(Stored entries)

════════════════

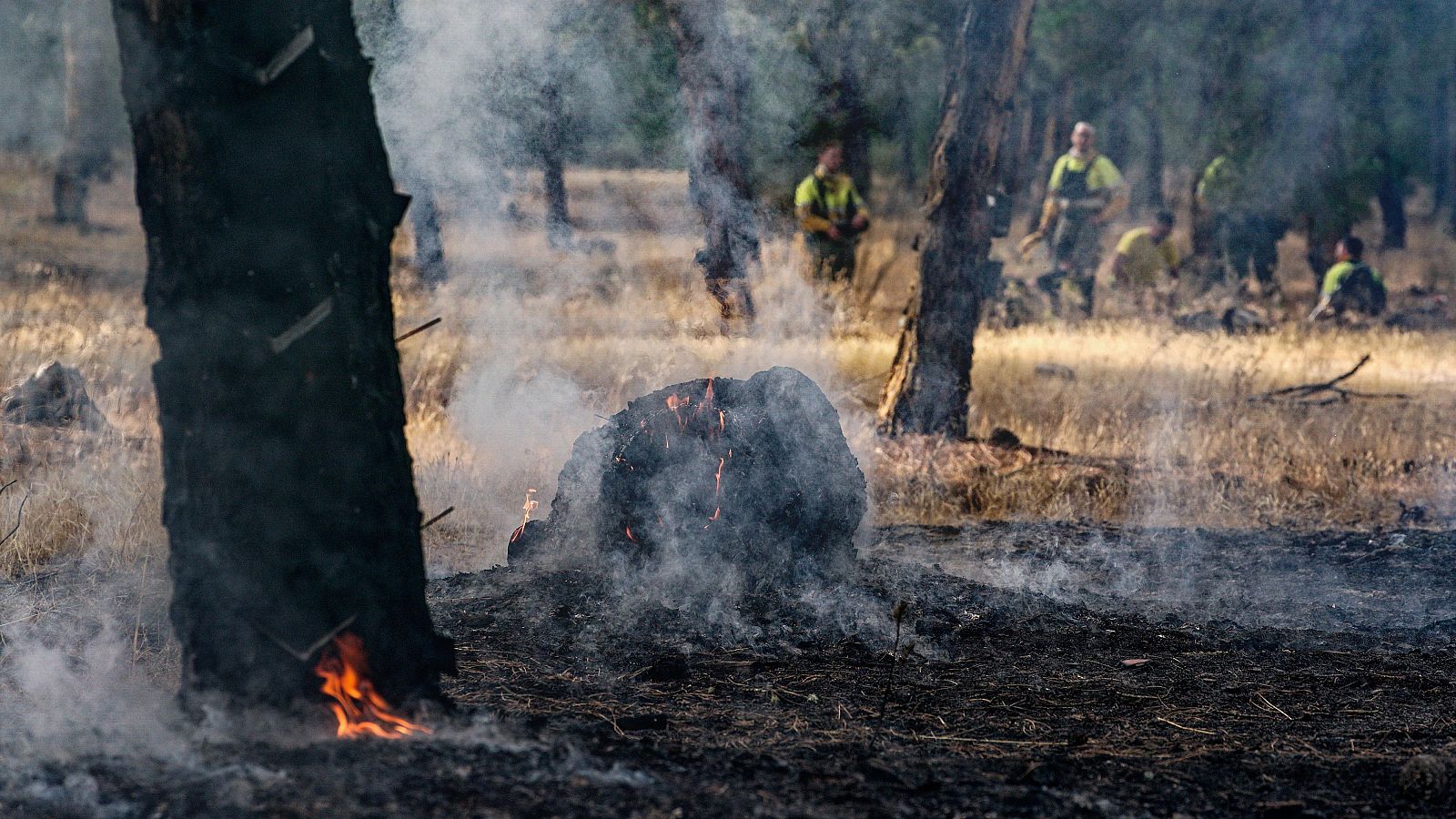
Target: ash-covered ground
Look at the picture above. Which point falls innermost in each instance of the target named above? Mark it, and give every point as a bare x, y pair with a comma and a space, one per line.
1047, 671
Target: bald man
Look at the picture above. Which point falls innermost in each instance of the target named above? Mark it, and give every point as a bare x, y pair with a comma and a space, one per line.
1084, 194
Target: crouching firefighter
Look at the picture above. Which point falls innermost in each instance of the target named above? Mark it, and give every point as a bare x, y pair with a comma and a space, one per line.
1085, 191
1350, 285
832, 216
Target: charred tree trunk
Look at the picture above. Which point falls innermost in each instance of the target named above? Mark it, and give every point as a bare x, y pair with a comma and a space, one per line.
931, 380
268, 208
92, 106
430, 247
906, 135
715, 85
553, 165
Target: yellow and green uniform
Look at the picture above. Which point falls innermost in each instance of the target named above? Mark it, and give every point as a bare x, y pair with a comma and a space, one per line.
1219, 184
1075, 177
824, 198
1337, 276
1145, 257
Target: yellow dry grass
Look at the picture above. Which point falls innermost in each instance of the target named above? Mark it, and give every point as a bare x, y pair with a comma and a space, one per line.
535, 346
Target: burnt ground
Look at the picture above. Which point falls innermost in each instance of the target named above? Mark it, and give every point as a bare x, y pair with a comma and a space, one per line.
1295, 676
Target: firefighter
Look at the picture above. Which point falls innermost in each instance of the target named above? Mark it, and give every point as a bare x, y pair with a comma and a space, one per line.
1085, 191
1244, 237
1143, 254
832, 216
1350, 285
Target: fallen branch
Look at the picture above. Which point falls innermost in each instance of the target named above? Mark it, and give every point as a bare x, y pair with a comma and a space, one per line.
419, 329
436, 519
1305, 394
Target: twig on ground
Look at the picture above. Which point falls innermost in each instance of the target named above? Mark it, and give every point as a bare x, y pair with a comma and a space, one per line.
436, 519
1305, 394
419, 329
19, 518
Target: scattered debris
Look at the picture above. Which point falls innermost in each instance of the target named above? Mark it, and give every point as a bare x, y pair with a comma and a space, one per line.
53, 397
1056, 372
1426, 777
1235, 321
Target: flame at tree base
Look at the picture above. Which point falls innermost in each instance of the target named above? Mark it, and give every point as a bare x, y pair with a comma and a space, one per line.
359, 709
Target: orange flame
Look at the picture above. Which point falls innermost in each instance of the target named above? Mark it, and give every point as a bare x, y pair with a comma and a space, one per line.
360, 710
528, 509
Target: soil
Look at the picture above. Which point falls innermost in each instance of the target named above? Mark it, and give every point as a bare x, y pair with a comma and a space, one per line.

════════════════

TASK OBJECTIVE -> Among the records, count every line where "flame" appears. Reply with the total alone.

WORKED SOLUTION -> 2